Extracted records
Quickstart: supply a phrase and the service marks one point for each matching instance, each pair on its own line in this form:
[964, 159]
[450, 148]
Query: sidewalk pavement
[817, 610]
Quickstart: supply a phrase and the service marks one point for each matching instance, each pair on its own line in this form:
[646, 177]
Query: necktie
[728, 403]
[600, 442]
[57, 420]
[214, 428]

TASK PROMPT - Every record, word for word, must be returned.

COMPLETED EXERCISE -
Quickstart: supply a phrase and the service marks one point for each matching instance, each pair on its own line in this form:
[964, 159]
[450, 148]
Query: sidewalk pavement
[817, 610]
Quickstart: supply a phrase and the service marks one point for each matching instance, each pair on its own line in this form:
[646, 177]
Query: necktie
[728, 403]
[600, 442]
[57, 420]
[214, 428]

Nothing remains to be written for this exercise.